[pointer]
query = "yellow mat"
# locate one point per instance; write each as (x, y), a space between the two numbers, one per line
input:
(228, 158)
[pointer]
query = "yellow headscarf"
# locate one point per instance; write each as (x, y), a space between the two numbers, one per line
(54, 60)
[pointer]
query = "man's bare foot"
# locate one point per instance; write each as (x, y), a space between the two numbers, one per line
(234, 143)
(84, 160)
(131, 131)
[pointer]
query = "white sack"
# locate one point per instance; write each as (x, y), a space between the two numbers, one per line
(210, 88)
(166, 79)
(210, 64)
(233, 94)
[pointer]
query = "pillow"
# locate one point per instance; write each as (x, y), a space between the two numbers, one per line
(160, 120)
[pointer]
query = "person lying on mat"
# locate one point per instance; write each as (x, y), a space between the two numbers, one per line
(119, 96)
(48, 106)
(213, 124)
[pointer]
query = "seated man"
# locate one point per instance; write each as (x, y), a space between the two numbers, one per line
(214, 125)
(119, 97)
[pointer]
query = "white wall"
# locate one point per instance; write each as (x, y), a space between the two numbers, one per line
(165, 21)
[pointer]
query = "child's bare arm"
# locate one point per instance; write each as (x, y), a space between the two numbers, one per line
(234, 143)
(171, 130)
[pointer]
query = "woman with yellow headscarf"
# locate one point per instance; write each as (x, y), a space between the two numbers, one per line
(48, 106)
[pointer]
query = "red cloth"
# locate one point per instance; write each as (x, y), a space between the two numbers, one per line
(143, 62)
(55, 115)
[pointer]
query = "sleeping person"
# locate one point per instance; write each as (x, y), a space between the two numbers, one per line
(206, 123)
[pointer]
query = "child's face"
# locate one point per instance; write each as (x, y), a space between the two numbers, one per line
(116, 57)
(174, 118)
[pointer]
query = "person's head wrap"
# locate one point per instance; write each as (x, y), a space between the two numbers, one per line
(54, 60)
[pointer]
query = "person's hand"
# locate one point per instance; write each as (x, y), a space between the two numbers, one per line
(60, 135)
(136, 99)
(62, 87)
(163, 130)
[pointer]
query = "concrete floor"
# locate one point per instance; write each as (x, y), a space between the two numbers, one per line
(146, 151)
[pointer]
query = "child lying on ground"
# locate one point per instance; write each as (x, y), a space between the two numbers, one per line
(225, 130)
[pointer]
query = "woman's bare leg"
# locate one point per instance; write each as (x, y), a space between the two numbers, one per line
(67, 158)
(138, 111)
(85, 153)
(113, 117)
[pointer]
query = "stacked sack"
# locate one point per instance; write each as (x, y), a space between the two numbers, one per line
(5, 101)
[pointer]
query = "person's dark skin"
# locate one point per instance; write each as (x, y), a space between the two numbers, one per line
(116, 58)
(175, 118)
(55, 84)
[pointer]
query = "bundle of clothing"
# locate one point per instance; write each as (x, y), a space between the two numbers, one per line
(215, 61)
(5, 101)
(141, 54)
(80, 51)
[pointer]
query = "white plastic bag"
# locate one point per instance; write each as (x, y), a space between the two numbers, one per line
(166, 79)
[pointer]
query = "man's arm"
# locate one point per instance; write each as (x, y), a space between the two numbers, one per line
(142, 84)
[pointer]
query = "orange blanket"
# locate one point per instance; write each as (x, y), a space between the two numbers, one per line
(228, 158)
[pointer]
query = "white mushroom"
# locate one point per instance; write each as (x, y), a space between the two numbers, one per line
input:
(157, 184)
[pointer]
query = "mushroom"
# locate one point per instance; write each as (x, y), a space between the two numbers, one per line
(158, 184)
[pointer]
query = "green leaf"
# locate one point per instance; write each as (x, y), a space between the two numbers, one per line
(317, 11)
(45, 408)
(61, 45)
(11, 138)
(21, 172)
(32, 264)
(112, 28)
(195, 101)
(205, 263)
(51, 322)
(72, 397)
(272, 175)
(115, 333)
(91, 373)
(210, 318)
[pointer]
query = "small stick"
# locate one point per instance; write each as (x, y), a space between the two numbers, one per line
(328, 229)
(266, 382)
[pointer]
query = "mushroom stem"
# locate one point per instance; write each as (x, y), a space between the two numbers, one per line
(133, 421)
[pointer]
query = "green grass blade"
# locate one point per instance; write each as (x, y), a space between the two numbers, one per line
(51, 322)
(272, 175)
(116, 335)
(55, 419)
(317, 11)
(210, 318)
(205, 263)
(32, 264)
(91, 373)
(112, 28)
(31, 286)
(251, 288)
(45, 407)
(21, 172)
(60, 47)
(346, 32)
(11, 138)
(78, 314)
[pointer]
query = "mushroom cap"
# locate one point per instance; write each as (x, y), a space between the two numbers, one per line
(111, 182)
━━━━━━━━
What you need to do: Go through the listing above and find each line that contains "woman", then copy it.

Written answer:
query = "woman with yellow headscarf"
query = "woman's bare leg"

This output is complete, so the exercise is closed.